TO DO: Begin at the line containing "Target: forest canopy" and copy each line exactly through the end of the records, leaving out what comes before.

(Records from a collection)
★ ★ ★ ★

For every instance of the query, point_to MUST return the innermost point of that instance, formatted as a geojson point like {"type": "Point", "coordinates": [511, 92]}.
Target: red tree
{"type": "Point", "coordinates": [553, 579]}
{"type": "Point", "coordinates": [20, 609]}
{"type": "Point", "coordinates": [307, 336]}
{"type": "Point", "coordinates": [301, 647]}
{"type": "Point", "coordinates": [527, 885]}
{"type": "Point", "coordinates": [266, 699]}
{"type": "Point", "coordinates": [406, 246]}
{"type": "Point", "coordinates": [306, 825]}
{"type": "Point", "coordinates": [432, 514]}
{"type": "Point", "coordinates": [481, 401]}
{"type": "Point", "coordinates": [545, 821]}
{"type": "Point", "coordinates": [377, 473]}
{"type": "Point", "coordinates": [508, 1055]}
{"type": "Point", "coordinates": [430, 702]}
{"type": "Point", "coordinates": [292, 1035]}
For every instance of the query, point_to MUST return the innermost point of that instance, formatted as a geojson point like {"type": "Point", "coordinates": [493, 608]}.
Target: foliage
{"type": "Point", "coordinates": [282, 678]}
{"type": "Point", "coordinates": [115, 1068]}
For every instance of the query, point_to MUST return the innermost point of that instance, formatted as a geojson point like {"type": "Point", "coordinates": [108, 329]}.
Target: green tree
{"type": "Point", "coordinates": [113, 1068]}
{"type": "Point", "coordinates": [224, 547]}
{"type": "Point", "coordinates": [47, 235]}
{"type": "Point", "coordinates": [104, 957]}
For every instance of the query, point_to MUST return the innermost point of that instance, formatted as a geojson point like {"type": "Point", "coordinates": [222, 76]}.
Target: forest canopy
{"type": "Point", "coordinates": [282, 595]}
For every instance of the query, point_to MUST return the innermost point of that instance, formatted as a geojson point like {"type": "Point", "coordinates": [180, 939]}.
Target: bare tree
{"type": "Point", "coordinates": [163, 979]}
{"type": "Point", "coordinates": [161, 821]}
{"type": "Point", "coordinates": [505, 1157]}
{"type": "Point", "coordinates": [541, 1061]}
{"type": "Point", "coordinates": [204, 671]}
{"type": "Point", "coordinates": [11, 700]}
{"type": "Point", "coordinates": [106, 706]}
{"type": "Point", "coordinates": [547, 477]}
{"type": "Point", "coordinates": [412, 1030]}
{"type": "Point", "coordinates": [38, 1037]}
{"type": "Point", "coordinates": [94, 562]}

★ ★ ★ ★

RESPONSE TO THE TASK:
Target: forest canopy
{"type": "Point", "coordinates": [282, 595]}
For every instance of the query, point_to MUST return the innermost point of that instance, formatted as a geojson point like {"type": "Point", "coordinates": [180, 939]}.
Target: bare tree
{"type": "Point", "coordinates": [163, 979]}
{"type": "Point", "coordinates": [161, 821]}
{"type": "Point", "coordinates": [505, 1157]}
{"type": "Point", "coordinates": [541, 1061]}
{"type": "Point", "coordinates": [204, 671]}
{"type": "Point", "coordinates": [11, 700]}
{"type": "Point", "coordinates": [106, 706]}
{"type": "Point", "coordinates": [547, 477]}
{"type": "Point", "coordinates": [412, 1030]}
{"type": "Point", "coordinates": [38, 1037]}
{"type": "Point", "coordinates": [94, 562]}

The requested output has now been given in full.